>>>>>

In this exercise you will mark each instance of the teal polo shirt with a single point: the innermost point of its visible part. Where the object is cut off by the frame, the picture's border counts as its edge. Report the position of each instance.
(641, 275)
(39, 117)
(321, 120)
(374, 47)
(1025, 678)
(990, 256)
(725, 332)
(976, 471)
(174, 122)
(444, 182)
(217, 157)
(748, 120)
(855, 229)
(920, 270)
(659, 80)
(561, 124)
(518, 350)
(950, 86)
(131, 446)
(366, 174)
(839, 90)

<<<<<

Set down, exactly and completely, all of the material.

In this exercise you will mark each instance of the teal polo shirt with a single point: the innermost point of its visible part. Where the object is cut off by the frame, the picture's border counts as its edge. Report the position of each instance.
(641, 275)
(39, 117)
(321, 120)
(374, 47)
(1025, 678)
(990, 256)
(725, 332)
(976, 471)
(174, 122)
(444, 182)
(217, 157)
(748, 120)
(855, 229)
(920, 270)
(659, 80)
(561, 124)
(518, 350)
(950, 86)
(131, 446)
(366, 174)
(839, 90)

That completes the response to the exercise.